(Records begins)

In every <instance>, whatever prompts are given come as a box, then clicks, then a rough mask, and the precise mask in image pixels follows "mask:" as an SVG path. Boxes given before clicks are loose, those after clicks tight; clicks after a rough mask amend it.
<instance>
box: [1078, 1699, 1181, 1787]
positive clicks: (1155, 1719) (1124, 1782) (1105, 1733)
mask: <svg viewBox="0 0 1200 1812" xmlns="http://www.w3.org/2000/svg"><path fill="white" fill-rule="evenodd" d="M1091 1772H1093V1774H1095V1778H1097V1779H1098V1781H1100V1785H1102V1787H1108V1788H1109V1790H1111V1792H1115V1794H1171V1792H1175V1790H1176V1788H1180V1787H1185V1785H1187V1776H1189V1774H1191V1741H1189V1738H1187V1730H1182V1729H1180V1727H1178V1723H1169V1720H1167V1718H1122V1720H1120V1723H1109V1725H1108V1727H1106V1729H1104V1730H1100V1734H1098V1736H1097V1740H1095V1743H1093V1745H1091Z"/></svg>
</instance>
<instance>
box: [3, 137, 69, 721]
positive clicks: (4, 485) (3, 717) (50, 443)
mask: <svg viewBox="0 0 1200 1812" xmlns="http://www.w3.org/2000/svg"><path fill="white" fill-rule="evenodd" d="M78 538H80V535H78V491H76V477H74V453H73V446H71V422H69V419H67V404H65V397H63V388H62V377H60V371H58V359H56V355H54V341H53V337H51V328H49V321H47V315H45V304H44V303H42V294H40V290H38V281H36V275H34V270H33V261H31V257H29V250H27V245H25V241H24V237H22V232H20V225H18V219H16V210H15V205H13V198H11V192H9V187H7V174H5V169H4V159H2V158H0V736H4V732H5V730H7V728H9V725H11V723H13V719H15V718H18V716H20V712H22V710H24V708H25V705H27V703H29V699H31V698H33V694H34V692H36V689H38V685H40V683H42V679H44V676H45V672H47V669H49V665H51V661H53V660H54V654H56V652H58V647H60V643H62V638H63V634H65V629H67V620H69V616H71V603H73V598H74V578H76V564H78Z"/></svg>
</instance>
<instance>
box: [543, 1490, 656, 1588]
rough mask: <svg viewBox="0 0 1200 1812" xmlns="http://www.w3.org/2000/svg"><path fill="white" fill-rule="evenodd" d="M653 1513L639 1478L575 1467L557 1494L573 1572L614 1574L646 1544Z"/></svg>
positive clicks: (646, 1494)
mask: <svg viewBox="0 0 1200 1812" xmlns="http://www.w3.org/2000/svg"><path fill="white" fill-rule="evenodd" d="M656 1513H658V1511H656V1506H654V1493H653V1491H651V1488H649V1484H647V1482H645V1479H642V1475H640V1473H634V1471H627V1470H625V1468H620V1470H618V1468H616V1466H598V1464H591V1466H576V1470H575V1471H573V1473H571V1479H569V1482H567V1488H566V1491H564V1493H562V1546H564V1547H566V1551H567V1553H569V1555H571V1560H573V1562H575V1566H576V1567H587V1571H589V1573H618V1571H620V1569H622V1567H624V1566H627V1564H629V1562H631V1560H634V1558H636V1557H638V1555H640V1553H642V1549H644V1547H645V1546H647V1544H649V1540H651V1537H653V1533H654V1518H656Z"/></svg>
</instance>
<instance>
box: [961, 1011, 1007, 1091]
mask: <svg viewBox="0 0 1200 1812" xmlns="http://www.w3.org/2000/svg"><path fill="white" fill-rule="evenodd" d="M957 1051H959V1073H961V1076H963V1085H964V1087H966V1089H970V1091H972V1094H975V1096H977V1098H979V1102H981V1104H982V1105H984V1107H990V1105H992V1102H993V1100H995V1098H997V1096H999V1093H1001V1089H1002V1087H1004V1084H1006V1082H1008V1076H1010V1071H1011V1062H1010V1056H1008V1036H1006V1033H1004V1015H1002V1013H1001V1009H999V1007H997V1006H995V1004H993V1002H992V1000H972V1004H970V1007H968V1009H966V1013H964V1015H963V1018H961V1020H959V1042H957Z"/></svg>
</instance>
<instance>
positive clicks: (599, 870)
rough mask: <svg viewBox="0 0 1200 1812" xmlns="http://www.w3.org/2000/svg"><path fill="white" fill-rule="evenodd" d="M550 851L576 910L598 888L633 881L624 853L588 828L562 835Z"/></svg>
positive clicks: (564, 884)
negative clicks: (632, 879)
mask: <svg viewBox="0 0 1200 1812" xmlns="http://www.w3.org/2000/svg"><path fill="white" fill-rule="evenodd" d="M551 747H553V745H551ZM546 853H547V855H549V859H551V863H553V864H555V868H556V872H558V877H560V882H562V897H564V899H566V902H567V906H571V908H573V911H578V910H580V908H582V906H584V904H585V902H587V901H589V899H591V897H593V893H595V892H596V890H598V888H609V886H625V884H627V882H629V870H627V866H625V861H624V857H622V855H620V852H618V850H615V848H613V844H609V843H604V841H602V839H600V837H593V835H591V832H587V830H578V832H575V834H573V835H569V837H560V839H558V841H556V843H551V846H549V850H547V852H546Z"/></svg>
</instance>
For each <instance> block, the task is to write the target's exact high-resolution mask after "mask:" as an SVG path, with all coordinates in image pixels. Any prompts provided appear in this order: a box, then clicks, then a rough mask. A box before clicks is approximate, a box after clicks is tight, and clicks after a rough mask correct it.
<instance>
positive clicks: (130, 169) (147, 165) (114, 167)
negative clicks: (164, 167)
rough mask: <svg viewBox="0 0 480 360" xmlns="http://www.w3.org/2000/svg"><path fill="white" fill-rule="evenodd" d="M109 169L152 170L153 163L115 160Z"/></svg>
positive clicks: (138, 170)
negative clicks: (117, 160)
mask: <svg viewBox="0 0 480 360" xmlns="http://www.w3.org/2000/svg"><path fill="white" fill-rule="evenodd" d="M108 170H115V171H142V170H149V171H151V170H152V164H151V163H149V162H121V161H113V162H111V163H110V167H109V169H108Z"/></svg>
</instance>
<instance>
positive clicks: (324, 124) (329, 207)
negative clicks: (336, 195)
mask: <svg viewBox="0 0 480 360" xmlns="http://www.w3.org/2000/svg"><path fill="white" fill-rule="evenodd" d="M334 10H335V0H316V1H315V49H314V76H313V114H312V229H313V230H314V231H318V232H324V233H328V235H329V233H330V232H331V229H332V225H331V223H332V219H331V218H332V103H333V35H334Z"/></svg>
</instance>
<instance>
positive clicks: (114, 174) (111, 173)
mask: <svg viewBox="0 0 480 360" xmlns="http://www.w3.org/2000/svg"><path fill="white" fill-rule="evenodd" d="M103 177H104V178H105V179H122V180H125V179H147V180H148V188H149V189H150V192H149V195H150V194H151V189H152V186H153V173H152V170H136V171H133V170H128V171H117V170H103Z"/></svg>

(Records ends)

Copy the data above in full, exactly as it reads.

Answer below
In every <instance>, whatever prompts are given come as a box, then clicks, then a rough mask, and the precise mask in image pixels follows "mask:" as an SVG path. Boxes given before clicks are loose, those after clicks tight; clicks after a rough mask amend it.
<instance>
box: [1078, 1699, 1181, 1787]
positive clicks: (1155, 1719) (1124, 1782) (1105, 1733)
mask: <svg viewBox="0 0 1200 1812" xmlns="http://www.w3.org/2000/svg"><path fill="white" fill-rule="evenodd" d="M1091 1772H1093V1774H1095V1778H1097V1779H1098V1781H1100V1785H1102V1787H1108V1788H1109V1790H1111V1792H1115V1794H1171V1792H1175V1790H1176V1788H1180V1787H1185V1785H1187V1776H1189V1774H1191V1741H1189V1738H1187V1730H1182V1729H1180V1727H1178V1723H1169V1720H1167V1718H1122V1720H1120V1723H1109V1725H1108V1727H1106V1729H1104V1730H1100V1734H1098V1736H1097V1740H1095V1743H1093V1745H1091Z"/></svg>
</instance>
<instance>
box: [3, 137, 69, 721]
positive clicks: (4, 485) (3, 717) (50, 443)
mask: <svg viewBox="0 0 1200 1812" xmlns="http://www.w3.org/2000/svg"><path fill="white" fill-rule="evenodd" d="M78 538H80V535H78V491H76V477H74V453H73V446H71V422H69V419H67V404H65V397H63V388H62V377H60V371H58V359H56V355H54V341H53V337H51V328H49V321H47V315H45V304H44V303H42V294H40V290H38V281H36V275H34V270H33V261H31V257H29V250H27V245H25V241H24V237H22V232H20V225H18V219H16V210H15V205H13V198H11V192H9V187H7V174H5V169H4V159H2V158H0V736H4V732H5V730H7V728H9V725H11V723H13V719H15V718H18V716H20V712H22V710H24V708H25V705H27V703H29V699H31V698H33V694H34V692H36V689H38V685H40V683H42V679H44V676H45V672H47V669H49V665H51V661H53V660H54V654H56V652H58V647H60V643H62V638H63V634H65V629H67V620H69V616H71V603H73V598H74V578H76V564H78Z"/></svg>
</instance>
<instance>
box: [543, 1490, 656, 1588]
rough mask: <svg viewBox="0 0 1200 1812" xmlns="http://www.w3.org/2000/svg"><path fill="white" fill-rule="evenodd" d="M653 1513L639 1478L575 1467L557 1494L573 1572L614 1574L646 1544Z"/></svg>
positive clicks: (646, 1494)
mask: <svg viewBox="0 0 1200 1812" xmlns="http://www.w3.org/2000/svg"><path fill="white" fill-rule="evenodd" d="M656 1513H658V1511H656V1506H654V1493H653V1491H651V1488H649V1484H647V1482H645V1479H642V1475H640V1473H634V1471H627V1470H625V1468H620V1470H618V1468H616V1466H598V1464H591V1466H576V1470H575V1471H573V1473H571V1479H569V1482H567V1488H566V1491H564V1493H562V1546H564V1547H566V1551H567V1553H569V1555H571V1560H573V1562H575V1566H576V1567H587V1571H589V1573H618V1571H620V1569H622V1567H624V1566H627V1564H629V1562H631V1560H634V1558H636V1557H638V1555H640V1553H642V1549H644V1547H645V1546H647V1544H649V1540H651V1537H653V1533H654V1518H656Z"/></svg>
</instance>
<instance>
box: [961, 1011, 1007, 1091]
mask: <svg viewBox="0 0 1200 1812" xmlns="http://www.w3.org/2000/svg"><path fill="white" fill-rule="evenodd" d="M957 1051H959V1073H961V1076H963V1085H964V1087H966V1089H970V1091H972V1094H975V1096H977V1098H979V1102H981V1104H982V1105H984V1107H990V1105H992V1102H993V1100H995V1098H997V1096H999V1093H1001V1089H1002V1087H1004V1084H1006V1082H1008V1076H1010V1071H1011V1062H1010V1056H1008V1036H1006V1033H1004V1015H1002V1013H1001V1009H999V1007H997V1006H995V1004H993V1002H992V1000H972V1004H970V1007H968V1009H966V1013H964V1015H963V1018H961V1020H959V1042H957Z"/></svg>
</instance>
<instance>
positive clicks: (599, 870)
rough mask: <svg viewBox="0 0 1200 1812" xmlns="http://www.w3.org/2000/svg"><path fill="white" fill-rule="evenodd" d="M550 851L576 910L598 888L633 881L624 853L588 828L562 835Z"/></svg>
positive clicks: (564, 884)
negative clicks: (632, 879)
mask: <svg viewBox="0 0 1200 1812" xmlns="http://www.w3.org/2000/svg"><path fill="white" fill-rule="evenodd" d="M551 747H553V745H551ZM546 853H547V855H549V859H551V863H553V864H555V868H556V872H558V877H560V882H562V897H564V899H566V902H567V906H571V908H573V911H578V910H580V908H582V906H584V904H585V902H587V901H589V899H591V897H593V893H595V892H596V890H598V888H609V886H625V884H627V882H629V870H627V866H625V861H624V857H622V855H620V852H618V850H615V848H613V844H609V843H604V841H602V839H600V837H593V835H591V832H587V830H578V832H575V834H573V835H569V837H560V839H558V841H556V843H551V846H549V850H547V852H546Z"/></svg>
</instance>
For each <instance> block, the task is to write the target's exact high-resolution mask after "mask:" as an SVG path, with all coordinates in image pixels. Any prompts provided appear in this order: a box, then clicks, then a rough mask. A box before clicks is approximate, a box after clicks is tight, and clicks after a rough mask correct it.
<instance>
positive clicks: (130, 169) (147, 165) (114, 167)
negative clicks: (164, 167)
rough mask: <svg viewBox="0 0 480 360" xmlns="http://www.w3.org/2000/svg"><path fill="white" fill-rule="evenodd" d="M109 169L152 170L153 163L115 160Z"/></svg>
positive clicks: (138, 170)
negative clicks: (117, 160)
mask: <svg viewBox="0 0 480 360" xmlns="http://www.w3.org/2000/svg"><path fill="white" fill-rule="evenodd" d="M108 170H115V171H142V170H149V171H151V170H152V164H151V163H149V162H121V161H113V162H111V163H110V167H109V169H108Z"/></svg>
</instance>
<instance>
positive clicks: (324, 124) (329, 207)
negative clicks: (336, 195)
mask: <svg viewBox="0 0 480 360" xmlns="http://www.w3.org/2000/svg"><path fill="white" fill-rule="evenodd" d="M334 10H335V0H316V1H315V49H314V76H313V114H312V229H313V230H314V231H318V232H324V233H328V235H329V233H330V232H331V229H332V225H331V223H332V219H331V218H332V103H333V35H334Z"/></svg>
</instance>
<instance>
positive clicks: (114, 174) (111, 173)
mask: <svg viewBox="0 0 480 360" xmlns="http://www.w3.org/2000/svg"><path fill="white" fill-rule="evenodd" d="M103 177H104V178H105V179H122V180H125V179H147V180H148V188H149V189H150V192H149V195H150V194H151V189H152V186H153V173H152V170H136V171H133V170H128V171H117V170H103Z"/></svg>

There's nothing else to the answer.